= Complete the following =
**A)** Copy out the passage of the article on Tucker Petersen's hiring at McKenzie County Healthcare Systems, starting at "Petersen has spent" and ending at "Ann Arbor, Mich.".
**B)** Continue the news article about Tucker Petersen joining McKenzie County Healthcare Systems from where it stops.

= Page excerpt =

:::::

September 26, 2012

Petersen joins healthcare system

By Kate Ruggles
Farmer Staff Writer

McKenzie County Healthcare Systems (MCHS) recently welcomed Tucker Petersen as its new clinic manager and MCHS chief operating officer.
Petersen has spent most of his life living in Michigan. In 2002, he graduated from Vicksburg High School, then began school at Brigham Young University in the fall, where he graduated with a Bachelors’ degree in Organizational Sociology in 2008.
Once graduating, he returned to Michigan, where he soon started graduate school at the University of Michigan, and in 2011, received his Master’s degree in Health Care Administration.
“I have worked in many different kinds of health care facilities,” states Petersen. “I’ve been on staff at a 900-bed hospital in Philadelphia and a 60-bed facility in southwest Michigan.”
Before moving to North Dakota and accepting a position with MCHS, Petersen worked as an administrative officer for Physical Medication and Rehabilitation at a veterans hospital in Ann Arbor, Mich.
“I started there as an Administrative Fellow,” Petersen states. “That grew into an administrative position with the hospital.”
Petersen states that he had been looking to get back into the private/non-profit sector of health care when he came across a position with the MCHS.

:::::

[Stored items]

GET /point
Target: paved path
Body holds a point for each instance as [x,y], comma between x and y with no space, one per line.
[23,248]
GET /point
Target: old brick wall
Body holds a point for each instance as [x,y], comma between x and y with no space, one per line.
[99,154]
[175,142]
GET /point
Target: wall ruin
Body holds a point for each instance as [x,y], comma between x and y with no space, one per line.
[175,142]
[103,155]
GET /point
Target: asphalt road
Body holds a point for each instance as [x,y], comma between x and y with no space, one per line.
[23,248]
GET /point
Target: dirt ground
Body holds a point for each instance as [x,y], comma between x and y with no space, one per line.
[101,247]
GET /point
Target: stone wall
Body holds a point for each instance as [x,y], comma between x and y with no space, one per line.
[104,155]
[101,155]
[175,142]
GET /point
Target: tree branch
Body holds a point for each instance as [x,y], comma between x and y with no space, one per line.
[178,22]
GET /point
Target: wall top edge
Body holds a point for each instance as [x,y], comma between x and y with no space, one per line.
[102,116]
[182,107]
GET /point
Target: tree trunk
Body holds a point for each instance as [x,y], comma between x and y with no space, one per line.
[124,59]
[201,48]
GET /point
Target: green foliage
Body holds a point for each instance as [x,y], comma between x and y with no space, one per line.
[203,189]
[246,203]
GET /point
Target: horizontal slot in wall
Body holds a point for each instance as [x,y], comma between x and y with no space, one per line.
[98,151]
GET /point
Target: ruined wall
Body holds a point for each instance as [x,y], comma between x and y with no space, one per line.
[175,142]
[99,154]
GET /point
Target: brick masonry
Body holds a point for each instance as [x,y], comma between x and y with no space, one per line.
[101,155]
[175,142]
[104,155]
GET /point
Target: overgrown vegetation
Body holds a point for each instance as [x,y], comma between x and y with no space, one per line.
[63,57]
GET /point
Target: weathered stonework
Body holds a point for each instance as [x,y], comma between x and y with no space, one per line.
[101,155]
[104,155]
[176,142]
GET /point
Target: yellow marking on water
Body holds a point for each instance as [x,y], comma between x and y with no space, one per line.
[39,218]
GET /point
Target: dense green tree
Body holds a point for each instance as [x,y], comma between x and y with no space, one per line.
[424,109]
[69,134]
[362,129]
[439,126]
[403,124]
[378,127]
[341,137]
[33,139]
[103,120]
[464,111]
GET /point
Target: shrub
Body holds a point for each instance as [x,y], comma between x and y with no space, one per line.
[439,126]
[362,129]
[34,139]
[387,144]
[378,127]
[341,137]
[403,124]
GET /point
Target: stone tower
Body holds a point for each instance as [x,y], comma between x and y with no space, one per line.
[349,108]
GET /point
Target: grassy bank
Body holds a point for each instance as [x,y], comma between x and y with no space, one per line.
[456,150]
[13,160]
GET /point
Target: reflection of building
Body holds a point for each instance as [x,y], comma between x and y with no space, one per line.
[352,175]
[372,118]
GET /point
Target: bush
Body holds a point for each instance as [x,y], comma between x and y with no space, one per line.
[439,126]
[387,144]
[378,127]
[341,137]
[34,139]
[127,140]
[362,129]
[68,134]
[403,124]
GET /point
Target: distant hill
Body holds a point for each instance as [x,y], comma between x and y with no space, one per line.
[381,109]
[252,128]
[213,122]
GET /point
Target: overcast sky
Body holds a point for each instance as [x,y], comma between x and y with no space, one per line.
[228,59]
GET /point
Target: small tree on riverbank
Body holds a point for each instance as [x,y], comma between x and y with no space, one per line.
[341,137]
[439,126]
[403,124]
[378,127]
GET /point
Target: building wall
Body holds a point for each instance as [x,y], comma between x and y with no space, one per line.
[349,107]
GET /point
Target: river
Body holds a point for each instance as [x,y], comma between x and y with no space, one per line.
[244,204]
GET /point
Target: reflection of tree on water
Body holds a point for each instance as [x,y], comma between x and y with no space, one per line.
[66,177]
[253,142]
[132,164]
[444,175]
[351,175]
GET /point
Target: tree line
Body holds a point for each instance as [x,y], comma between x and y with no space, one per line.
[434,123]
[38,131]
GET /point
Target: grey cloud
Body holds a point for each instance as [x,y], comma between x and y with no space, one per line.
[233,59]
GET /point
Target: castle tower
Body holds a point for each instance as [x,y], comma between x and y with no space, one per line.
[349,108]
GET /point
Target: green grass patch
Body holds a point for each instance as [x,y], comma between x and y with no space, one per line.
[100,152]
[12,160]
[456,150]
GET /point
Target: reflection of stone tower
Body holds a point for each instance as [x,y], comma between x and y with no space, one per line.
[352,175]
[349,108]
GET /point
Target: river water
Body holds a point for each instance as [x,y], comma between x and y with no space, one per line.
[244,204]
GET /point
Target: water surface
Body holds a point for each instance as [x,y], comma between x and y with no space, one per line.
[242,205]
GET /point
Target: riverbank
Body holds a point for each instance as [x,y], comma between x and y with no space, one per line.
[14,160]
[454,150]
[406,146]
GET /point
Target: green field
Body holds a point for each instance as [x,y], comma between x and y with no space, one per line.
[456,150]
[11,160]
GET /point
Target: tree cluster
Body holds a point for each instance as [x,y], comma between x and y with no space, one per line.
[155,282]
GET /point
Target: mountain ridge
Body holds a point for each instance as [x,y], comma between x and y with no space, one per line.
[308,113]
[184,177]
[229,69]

:::::

= Answers to each task =
**A)**
Petersen has spent most of his life living in Michigan. In 2002, he graduated from Vicksburg High School, then began school at Brigham Young University in the fall, where he graduated with a Bachelors’ degree in Organizational Sociology in 2008.
Once graduating, he returned to Michigan, where he soon started graduate school at the University of Michigan, and in 2011, received his Master’s degree in Health Care Administration.
“I have worked in many different kinds of health care facilities,” states Petersen. “I’ve been on staff at a 900-bed hospital in Philadelphia and a 60-bed facility in southwest Michigan.”
Before moving to North Dakota and accepting a position with MCHS, Petersen worked as an administrative officer for Physical Medication and Rehabilitation at a veterans hospital in Ann Arbor, Mich.

**B)**
After a long interview process, he came out for a visit in June, and was “intrigued by the challenges and opportunities that come with a growing community.”
So intrigued, in fact, that it made the position with MCHS difficult to turn down.
Petersen accepted the position, and in August, he and his wife, Amanda, moved to North Dakota with their two children, a 2½-year-old boy and a 10-week-old girl.
“Things have been going very well so far,” states Petersen, who has spent the first several weeks of his new position becoming acclimated with the hospital system and the community.
Petersen’s primary responsibility is the clinic, which has become an entity of its own since the onset of the oil boom.
“It serves the community’s primary care needs,” states Petersen. “Therefore my goal is to help make sure it is running as efficiently as possible at the lowest cost possible.”
Which, according to Petersen, can be difficult with a rural, stand-alone, hospital system.
“Rural health care costs a lot more to provide than urban health care,” Petersen states.
To accomplish Petersen’s goal for the clinic, he has identified some necessary steps that he hopes to guide the clinic in taking.
“We need more providers, and we need to increase the clinic’s capacity to see patients more quickly,” states Petersen.
Since the boom, the clinic has not been as able to see patients as soon as they want and need to be seen, and Petersen states he would like to help change that.
“We are talking about working toward having the clinic open for some evening and weekend walk-in hours,” states Petersen.
Another goal Petersen has for the clinic is to increase the utilization of Electronic Medical Records (EMR).
“We have a full compliment of EMRs that serve the community, which can help decrease cost and increase efficiency and the quality of care patients receive,” states Petersen.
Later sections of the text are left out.